The Organization for Economic Co-operation and Development ("OECD") Pillar 2 guidelines address the increasing digitalization of the global economy, re-allocating taxing rights among countries. The European Union and many other member states have committed to adopting Pillar 2 which calls for a global minimum tax of 15% to be effective for tax years beginning in 2024. Certain jurisdictions in which we operate have enacted Pillar 2 legislation and others are considering changes to their tax laws to adopt the Pillar 2 proposals. We are monitoring developments and evaluating the impacts these new rules will have on our tax rate, including eligibility to qualify for safe harbor rules. We do not currently anticipate that the rules will have a material impact on our income tax provision this year.

_Material supplied_.
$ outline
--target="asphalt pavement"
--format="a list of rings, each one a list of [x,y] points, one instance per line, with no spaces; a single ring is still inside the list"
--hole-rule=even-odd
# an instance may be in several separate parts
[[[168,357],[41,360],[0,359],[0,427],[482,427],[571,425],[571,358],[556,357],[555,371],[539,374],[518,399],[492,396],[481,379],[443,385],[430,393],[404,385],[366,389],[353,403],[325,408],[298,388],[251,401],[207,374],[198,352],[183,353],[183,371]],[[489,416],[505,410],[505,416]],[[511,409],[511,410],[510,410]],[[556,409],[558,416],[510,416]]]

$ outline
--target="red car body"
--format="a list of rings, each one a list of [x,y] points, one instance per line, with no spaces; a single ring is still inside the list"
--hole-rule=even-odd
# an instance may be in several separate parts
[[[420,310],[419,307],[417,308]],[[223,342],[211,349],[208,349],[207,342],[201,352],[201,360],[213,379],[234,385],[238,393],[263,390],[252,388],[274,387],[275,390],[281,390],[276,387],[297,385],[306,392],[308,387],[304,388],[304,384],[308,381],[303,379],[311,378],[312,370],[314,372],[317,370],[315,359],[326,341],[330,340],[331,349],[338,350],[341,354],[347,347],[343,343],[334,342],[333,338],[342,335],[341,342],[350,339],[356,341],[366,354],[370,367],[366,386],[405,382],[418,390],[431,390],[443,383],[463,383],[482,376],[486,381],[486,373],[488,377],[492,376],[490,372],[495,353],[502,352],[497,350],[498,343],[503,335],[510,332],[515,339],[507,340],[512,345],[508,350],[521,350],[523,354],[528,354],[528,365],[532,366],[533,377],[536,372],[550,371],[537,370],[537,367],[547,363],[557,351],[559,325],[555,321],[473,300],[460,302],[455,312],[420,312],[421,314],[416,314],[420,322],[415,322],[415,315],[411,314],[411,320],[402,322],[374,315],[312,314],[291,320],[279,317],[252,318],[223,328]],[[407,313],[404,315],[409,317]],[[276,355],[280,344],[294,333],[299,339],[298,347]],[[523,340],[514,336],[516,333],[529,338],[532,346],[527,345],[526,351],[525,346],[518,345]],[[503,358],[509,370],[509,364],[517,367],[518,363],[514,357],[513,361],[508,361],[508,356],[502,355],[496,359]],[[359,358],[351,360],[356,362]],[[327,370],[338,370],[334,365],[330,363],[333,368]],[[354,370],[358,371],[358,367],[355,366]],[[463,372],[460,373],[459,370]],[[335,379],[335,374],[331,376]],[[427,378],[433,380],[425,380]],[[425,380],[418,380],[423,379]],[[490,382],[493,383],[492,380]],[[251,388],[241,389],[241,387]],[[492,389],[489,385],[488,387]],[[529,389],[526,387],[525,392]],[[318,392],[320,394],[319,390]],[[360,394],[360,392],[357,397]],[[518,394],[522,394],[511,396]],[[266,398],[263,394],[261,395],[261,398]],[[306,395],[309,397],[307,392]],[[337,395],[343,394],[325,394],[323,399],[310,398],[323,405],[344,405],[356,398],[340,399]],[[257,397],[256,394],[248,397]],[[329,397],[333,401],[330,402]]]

_Goal_. Copy out the entire Pillar 2 tax passage word for word. The records aren't needed here.

_Right answer_.
The Organization for Economic Co-operation and Development ("OECD") Pillar 2 guidelines address the increasing digitalization of the global economy, re-allocating taxing rights among countries. The European Union and many other member states have committed to adopting Pillar 2 which calls for a global minimum tax of 15% to be effective for tax years beginning in 2024. Certain jurisdictions in which we operate have enacted Pillar 2 legislation and others are considering changes to their tax laws to adopt the Pillar 2 proposals. We are monitoring developments and evaluating the impacts these new rules will have on our tax rate, including eligibility to qualify for safe harbor rules. We do not currently anticipate that the rules will have a material impact on our income tax provision this year.